» **Given instruction**
Please recast all of the data below as a Markdown table with two columns, Row and Line, numbering each line and leaving out any blank lines.

[Collected data entries]
* BEGIN *

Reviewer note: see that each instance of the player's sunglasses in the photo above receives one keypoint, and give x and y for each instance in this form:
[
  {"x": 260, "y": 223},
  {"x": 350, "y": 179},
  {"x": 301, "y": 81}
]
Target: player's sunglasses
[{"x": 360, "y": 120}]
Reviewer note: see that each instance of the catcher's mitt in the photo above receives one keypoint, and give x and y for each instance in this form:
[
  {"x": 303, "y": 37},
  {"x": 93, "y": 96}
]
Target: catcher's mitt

* END *

» **Full solution**
| Row | Line |
|---|---|
| 1 | Reviewer note: see that each instance of the player's sunglasses in the photo above receives one keypoint, and give x and y for each instance in this form: |
| 2 | [ |
| 3 |   {"x": 260, "y": 223}, |
| 4 |   {"x": 350, "y": 179}, |
| 5 |   {"x": 301, "y": 81} |
| 6 | ] |
| 7 | Target: player's sunglasses |
| 8 | [{"x": 360, "y": 120}] |
| 9 | Reviewer note: see that each instance of the catcher's mitt in the photo above receives one keypoint, and give x and y for each instance in this form: |
| 10 | [ |
| 11 |   {"x": 303, "y": 37}, |
| 12 |   {"x": 93, "y": 96} |
| 13 | ] |
| 14 | Target: catcher's mitt |